▸ Aim:
Pick out each line of the records below that contains the string "target", and copy those lines in full.

* * *

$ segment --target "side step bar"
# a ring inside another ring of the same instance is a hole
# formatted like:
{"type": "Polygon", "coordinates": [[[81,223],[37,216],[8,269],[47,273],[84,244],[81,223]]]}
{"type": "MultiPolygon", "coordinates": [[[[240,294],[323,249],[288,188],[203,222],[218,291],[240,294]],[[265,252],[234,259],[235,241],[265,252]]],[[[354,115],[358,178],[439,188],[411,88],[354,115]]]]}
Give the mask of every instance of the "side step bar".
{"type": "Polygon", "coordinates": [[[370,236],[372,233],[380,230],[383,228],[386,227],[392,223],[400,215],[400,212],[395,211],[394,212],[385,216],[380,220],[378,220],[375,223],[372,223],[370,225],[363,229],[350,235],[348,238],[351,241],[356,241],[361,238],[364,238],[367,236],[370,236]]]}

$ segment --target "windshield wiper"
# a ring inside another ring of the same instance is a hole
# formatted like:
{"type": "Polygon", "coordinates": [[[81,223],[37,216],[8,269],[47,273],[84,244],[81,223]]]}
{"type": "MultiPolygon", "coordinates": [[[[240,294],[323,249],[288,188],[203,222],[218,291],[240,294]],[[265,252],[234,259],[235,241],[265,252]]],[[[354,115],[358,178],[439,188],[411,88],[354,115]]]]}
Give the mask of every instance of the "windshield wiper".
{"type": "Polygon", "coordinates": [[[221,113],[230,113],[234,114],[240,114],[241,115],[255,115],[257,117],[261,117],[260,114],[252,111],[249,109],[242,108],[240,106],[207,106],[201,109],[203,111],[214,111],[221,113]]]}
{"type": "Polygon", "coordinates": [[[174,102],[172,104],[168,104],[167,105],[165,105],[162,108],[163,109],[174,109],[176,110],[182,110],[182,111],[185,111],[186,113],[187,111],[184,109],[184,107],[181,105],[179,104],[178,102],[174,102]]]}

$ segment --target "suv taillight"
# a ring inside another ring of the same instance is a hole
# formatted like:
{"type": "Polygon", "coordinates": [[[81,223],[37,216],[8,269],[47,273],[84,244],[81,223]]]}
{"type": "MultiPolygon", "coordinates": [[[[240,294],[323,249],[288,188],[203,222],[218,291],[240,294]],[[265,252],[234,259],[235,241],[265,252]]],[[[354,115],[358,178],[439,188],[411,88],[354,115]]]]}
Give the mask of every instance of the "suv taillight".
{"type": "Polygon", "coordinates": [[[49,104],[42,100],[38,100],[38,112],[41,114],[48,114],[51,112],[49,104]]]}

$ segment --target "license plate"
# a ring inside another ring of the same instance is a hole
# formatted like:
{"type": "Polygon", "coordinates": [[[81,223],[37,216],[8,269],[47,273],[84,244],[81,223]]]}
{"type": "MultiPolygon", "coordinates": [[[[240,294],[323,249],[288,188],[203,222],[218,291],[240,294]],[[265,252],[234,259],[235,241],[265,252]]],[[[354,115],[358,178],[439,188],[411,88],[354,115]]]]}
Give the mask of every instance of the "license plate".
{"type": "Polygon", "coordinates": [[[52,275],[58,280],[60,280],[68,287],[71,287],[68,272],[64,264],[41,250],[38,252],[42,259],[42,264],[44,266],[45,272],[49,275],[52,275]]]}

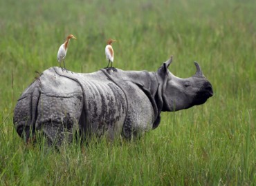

* * *

▸ Answer in full:
$ segment --target "side step bar"
$ segment --target "windshield wiper"
$ segment --target "suv taillight"
$ segment --target "license plate"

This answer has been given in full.